◆ What you need to do ◆
From the line containing "Could you please indicate the tan" to the final line of the material below, copy each line exactly, including both endpoints, and leave out all other lines.

◆ Raw data ◆
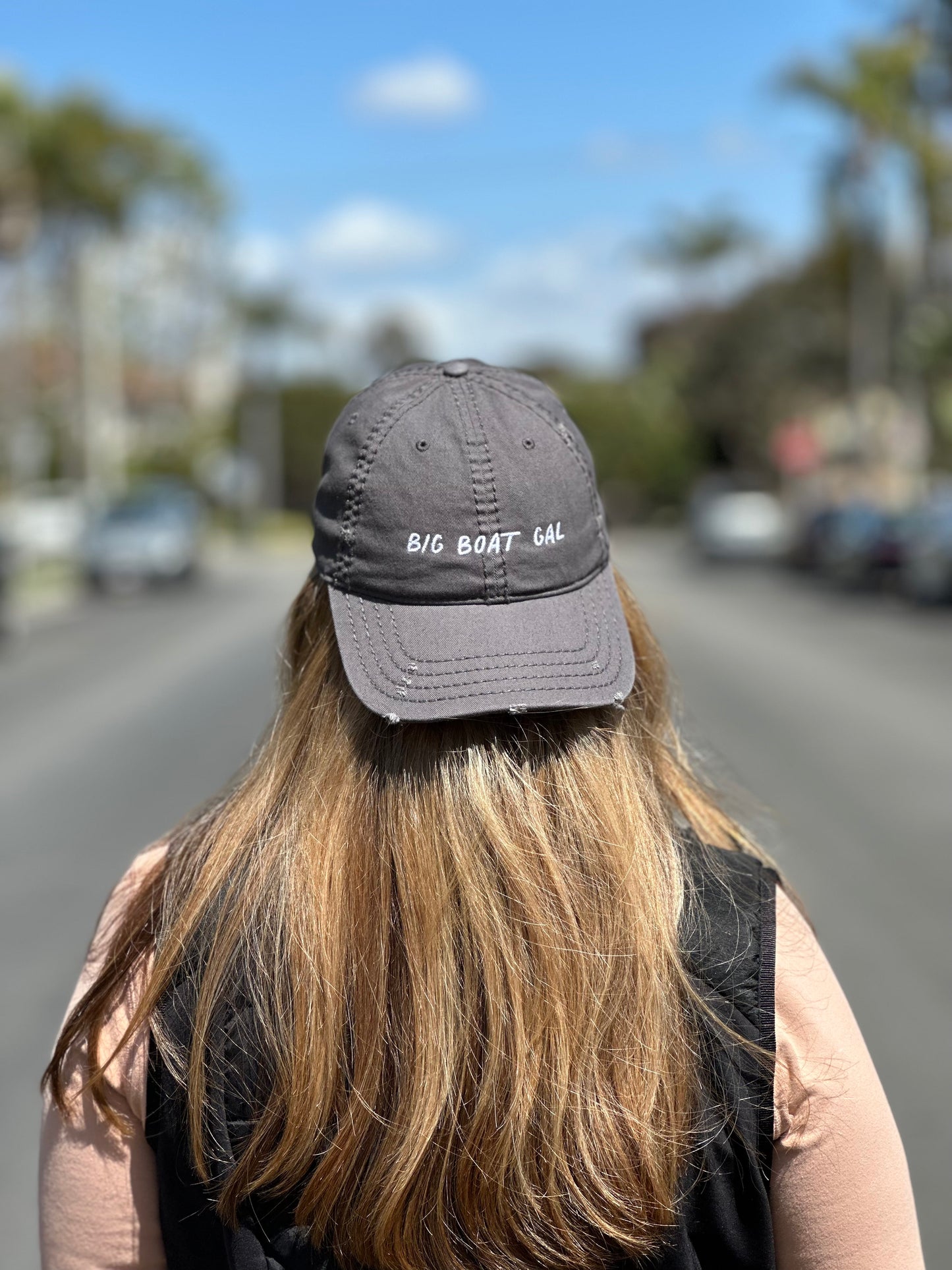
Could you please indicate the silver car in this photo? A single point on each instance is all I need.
(152, 536)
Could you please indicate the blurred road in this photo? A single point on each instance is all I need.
(835, 713)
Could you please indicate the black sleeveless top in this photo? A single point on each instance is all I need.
(725, 1213)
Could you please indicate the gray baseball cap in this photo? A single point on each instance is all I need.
(460, 533)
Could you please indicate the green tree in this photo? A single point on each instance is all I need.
(78, 172)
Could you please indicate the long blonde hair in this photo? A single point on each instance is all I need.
(460, 942)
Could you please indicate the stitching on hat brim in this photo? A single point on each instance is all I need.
(497, 686)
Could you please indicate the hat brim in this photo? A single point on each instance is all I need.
(426, 662)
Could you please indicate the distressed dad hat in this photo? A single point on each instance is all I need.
(460, 533)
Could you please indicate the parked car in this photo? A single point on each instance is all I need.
(860, 545)
(926, 572)
(150, 536)
(730, 521)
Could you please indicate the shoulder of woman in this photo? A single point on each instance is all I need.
(820, 1052)
(126, 1071)
(120, 898)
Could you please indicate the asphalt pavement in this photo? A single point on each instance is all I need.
(834, 713)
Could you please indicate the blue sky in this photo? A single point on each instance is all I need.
(484, 171)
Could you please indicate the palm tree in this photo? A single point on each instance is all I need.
(880, 92)
(698, 246)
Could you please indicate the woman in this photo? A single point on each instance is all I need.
(467, 969)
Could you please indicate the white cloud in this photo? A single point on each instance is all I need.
(432, 88)
(260, 260)
(576, 295)
(370, 235)
(734, 142)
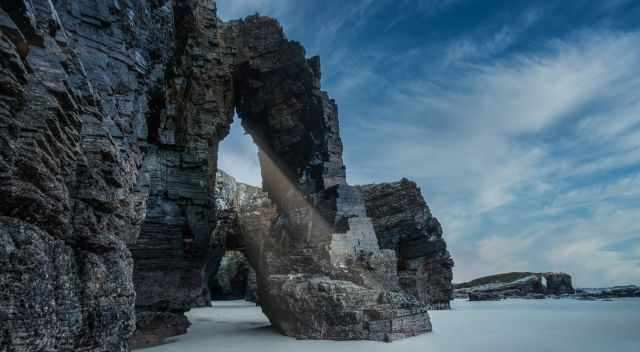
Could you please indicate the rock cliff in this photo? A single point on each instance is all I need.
(403, 223)
(111, 113)
(516, 284)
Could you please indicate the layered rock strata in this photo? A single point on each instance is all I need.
(110, 117)
(69, 164)
(403, 222)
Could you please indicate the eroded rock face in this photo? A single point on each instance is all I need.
(403, 223)
(110, 117)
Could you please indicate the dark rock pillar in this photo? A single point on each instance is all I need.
(403, 223)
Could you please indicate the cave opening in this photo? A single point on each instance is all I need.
(238, 190)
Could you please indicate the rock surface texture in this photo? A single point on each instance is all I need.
(403, 223)
(110, 117)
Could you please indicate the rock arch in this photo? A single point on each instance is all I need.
(321, 250)
(110, 118)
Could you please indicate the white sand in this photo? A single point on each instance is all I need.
(550, 325)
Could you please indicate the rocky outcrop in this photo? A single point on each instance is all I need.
(516, 284)
(69, 163)
(403, 223)
(230, 282)
(110, 117)
(558, 284)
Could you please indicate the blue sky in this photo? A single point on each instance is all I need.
(520, 121)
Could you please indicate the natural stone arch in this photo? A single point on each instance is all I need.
(320, 271)
(111, 115)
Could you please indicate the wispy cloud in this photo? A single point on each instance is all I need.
(529, 152)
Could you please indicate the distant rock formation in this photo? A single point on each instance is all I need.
(230, 282)
(608, 292)
(516, 284)
(403, 222)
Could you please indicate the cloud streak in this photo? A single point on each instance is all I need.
(526, 145)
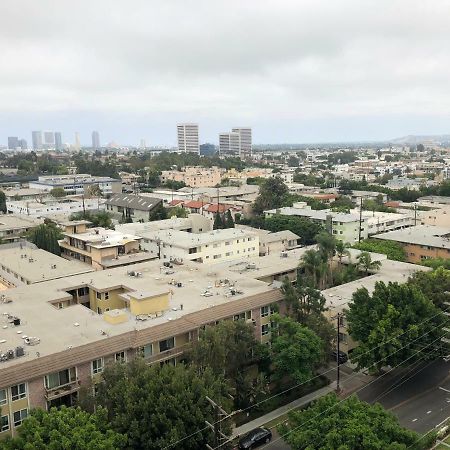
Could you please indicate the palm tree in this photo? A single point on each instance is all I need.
(366, 264)
(341, 250)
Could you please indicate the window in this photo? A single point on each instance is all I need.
(167, 344)
(97, 366)
(19, 416)
(61, 378)
(3, 397)
(120, 357)
(145, 351)
(18, 391)
(4, 423)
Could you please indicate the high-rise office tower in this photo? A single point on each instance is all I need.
(229, 144)
(245, 141)
(49, 138)
(23, 144)
(77, 144)
(188, 138)
(95, 140)
(58, 140)
(13, 142)
(37, 139)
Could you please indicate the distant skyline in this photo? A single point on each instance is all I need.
(296, 72)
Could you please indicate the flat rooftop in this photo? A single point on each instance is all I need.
(428, 235)
(36, 265)
(74, 326)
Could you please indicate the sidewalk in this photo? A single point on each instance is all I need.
(272, 415)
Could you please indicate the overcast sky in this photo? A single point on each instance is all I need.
(296, 71)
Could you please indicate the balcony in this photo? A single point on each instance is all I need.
(61, 391)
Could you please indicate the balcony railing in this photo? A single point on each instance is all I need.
(60, 391)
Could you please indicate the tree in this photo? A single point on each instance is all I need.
(45, 237)
(66, 428)
(296, 350)
(218, 221)
(3, 202)
(156, 406)
(330, 423)
(393, 250)
(366, 264)
(58, 192)
(271, 195)
(393, 326)
(229, 222)
(229, 349)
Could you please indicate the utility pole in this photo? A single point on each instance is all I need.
(360, 220)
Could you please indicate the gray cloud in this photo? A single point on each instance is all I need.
(237, 60)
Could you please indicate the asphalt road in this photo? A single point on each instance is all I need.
(419, 396)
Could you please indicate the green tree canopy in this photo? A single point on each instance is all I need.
(66, 429)
(46, 236)
(296, 350)
(330, 423)
(156, 406)
(393, 325)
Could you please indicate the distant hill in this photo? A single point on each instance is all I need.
(417, 139)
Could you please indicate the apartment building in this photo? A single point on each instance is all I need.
(187, 134)
(345, 227)
(194, 176)
(210, 248)
(76, 326)
(132, 206)
(102, 248)
(77, 184)
(14, 227)
(421, 242)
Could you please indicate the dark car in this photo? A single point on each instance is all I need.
(343, 358)
(255, 438)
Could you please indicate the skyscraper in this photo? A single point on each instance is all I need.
(188, 138)
(13, 142)
(245, 141)
(37, 139)
(95, 140)
(49, 138)
(229, 144)
(77, 144)
(58, 140)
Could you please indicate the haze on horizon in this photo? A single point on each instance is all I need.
(296, 71)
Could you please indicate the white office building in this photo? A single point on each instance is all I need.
(188, 138)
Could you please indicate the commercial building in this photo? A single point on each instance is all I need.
(36, 139)
(13, 227)
(95, 140)
(188, 138)
(345, 227)
(132, 206)
(22, 263)
(195, 177)
(210, 247)
(421, 242)
(77, 184)
(102, 248)
(13, 142)
(58, 141)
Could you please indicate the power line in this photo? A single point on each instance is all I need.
(358, 390)
(307, 381)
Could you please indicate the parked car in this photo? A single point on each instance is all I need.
(343, 358)
(258, 436)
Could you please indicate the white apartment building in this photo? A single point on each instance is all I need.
(237, 143)
(188, 138)
(212, 247)
(77, 184)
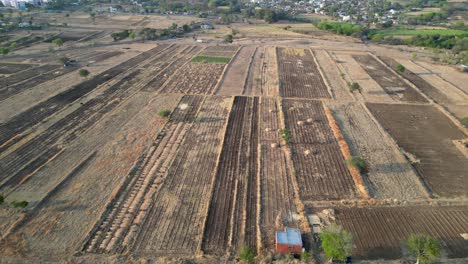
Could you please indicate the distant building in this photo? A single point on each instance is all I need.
(206, 26)
(288, 241)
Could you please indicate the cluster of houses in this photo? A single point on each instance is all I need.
(21, 4)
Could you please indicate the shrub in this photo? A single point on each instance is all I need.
(358, 163)
(400, 68)
(424, 248)
(19, 204)
(305, 256)
(286, 135)
(354, 86)
(465, 122)
(83, 72)
(58, 42)
(228, 38)
(246, 254)
(337, 243)
(164, 113)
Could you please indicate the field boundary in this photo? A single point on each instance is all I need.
(357, 177)
(297, 199)
(422, 184)
(324, 78)
(223, 73)
(199, 250)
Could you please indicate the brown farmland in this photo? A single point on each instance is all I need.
(380, 232)
(299, 75)
(389, 81)
(319, 164)
(426, 135)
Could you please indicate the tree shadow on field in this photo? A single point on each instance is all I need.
(207, 119)
(391, 167)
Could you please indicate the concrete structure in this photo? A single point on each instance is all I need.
(288, 241)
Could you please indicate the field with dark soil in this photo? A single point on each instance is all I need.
(426, 136)
(379, 232)
(188, 149)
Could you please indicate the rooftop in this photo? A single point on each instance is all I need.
(291, 236)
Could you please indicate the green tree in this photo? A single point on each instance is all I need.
(354, 87)
(465, 122)
(337, 243)
(4, 51)
(358, 163)
(58, 42)
(286, 135)
(228, 38)
(64, 61)
(84, 72)
(400, 68)
(247, 254)
(20, 204)
(424, 248)
(186, 28)
(164, 113)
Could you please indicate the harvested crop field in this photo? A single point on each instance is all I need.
(380, 232)
(220, 51)
(389, 81)
(427, 136)
(233, 209)
(195, 78)
(277, 206)
(176, 216)
(9, 68)
(299, 75)
(262, 78)
(235, 77)
(389, 174)
(318, 162)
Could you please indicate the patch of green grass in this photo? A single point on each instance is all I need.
(423, 32)
(209, 59)
(20, 204)
(164, 113)
(465, 122)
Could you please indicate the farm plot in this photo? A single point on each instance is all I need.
(220, 51)
(380, 232)
(262, 78)
(426, 135)
(299, 75)
(320, 168)
(353, 72)
(128, 209)
(10, 68)
(234, 79)
(27, 119)
(171, 65)
(67, 128)
(176, 217)
(59, 222)
(26, 75)
(389, 81)
(232, 216)
(276, 191)
(332, 74)
(195, 78)
(389, 174)
(54, 72)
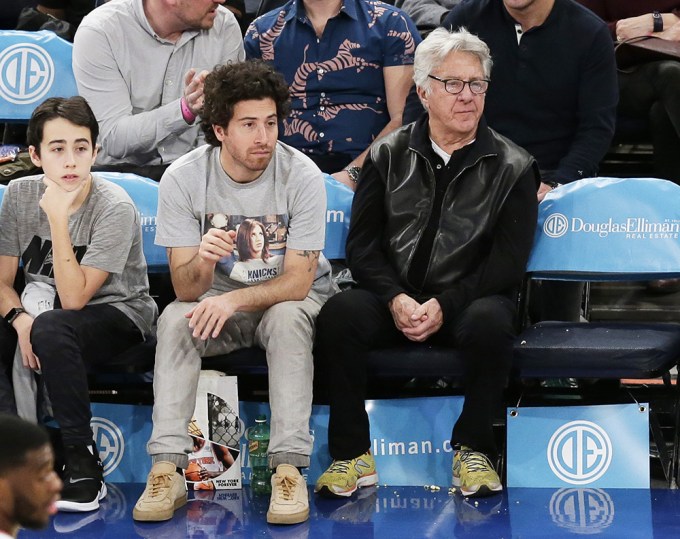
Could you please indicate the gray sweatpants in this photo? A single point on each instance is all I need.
(285, 331)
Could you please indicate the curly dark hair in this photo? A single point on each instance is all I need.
(227, 85)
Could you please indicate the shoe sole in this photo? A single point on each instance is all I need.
(481, 492)
(79, 507)
(288, 518)
(159, 516)
(364, 481)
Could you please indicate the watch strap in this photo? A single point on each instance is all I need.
(11, 316)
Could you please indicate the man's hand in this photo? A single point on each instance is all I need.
(193, 90)
(635, 27)
(56, 201)
(427, 319)
(23, 325)
(216, 244)
(402, 308)
(672, 33)
(208, 317)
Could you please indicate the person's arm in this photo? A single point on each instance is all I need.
(366, 257)
(299, 269)
(9, 299)
(398, 82)
(427, 14)
(192, 269)
(643, 25)
(505, 265)
(75, 284)
(100, 81)
(598, 96)
(672, 33)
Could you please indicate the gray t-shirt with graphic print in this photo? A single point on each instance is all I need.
(284, 207)
(105, 232)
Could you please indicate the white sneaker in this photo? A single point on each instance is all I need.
(165, 491)
(289, 503)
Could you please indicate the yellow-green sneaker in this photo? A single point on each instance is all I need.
(343, 477)
(473, 473)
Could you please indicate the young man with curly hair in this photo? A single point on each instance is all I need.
(244, 173)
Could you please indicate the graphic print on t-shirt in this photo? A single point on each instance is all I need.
(259, 246)
(37, 257)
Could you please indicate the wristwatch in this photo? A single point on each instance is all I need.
(353, 173)
(11, 316)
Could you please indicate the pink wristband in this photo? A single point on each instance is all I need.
(189, 117)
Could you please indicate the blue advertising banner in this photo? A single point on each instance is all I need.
(580, 512)
(410, 439)
(121, 432)
(338, 209)
(616, 226)
(33, 67)
(604, 446)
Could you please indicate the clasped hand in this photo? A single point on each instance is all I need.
(416, 321)
(57, 201)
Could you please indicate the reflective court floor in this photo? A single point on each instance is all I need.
(391, 512)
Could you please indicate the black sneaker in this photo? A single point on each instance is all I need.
(83, 479)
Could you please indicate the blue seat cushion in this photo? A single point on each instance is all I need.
(597, 350)
(403, 361)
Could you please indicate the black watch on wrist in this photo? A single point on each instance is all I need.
(11, 316)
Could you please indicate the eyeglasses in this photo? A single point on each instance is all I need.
(455, 86)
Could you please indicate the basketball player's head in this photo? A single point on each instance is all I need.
(29, 486)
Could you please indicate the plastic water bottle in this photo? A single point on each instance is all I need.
(258, 444)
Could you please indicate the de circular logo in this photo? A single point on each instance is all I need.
(555, 225)
(584, 511)
(579, 452)
(110, 441)
(26, 73)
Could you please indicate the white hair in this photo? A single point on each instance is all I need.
(439, 44)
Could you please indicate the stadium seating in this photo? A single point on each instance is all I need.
(606, 229)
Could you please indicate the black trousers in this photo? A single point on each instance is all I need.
(651, 91)
(8, 343)
(66, 343)
(356, 321)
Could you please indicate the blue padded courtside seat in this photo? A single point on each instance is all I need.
(411, 360)
(144, 193)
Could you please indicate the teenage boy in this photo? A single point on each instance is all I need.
(80, 243)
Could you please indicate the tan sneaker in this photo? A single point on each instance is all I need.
(289, 503)
(165, 491)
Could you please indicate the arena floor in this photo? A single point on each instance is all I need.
(392, 513)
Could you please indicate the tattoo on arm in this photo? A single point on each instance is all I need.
(311, 256)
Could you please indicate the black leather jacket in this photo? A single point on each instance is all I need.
(486, 227)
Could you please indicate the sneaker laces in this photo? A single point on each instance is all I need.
(159, 481)
(475, 461)
(339, 466)
(286, 483)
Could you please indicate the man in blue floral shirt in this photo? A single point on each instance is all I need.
(349, 64)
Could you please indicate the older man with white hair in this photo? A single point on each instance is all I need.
(442, 226)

◆ Reply ◆
Could you please indicate the tan sneaker in this photo? A single point on each instance is all I need.
(289, 503)
(165, 491)
Could you please indicate the arena floor in this photo? A single point on each instance is all I need.
(392, 513)
Could you please indicate the tattoo on arm in this photo? A single point on each instance is all I need.
(311, 256)
Could you please indicate the black leather jacket in this photo? A single point on each instance is all I need.
(486, 227)
Could you please indicate the sneaker laces in this photo? A single point on each instance is all I need.
(159, 481)
(475, 461)
(339, 466)
(286, 483)
Could you please indicate the man in blue floral shirt in this photo? A single point on each instance is all I need.
(349, 64)
Could you please indicate the older man with white hair in this photo? A single point on each instance is all I need.
(442, 226)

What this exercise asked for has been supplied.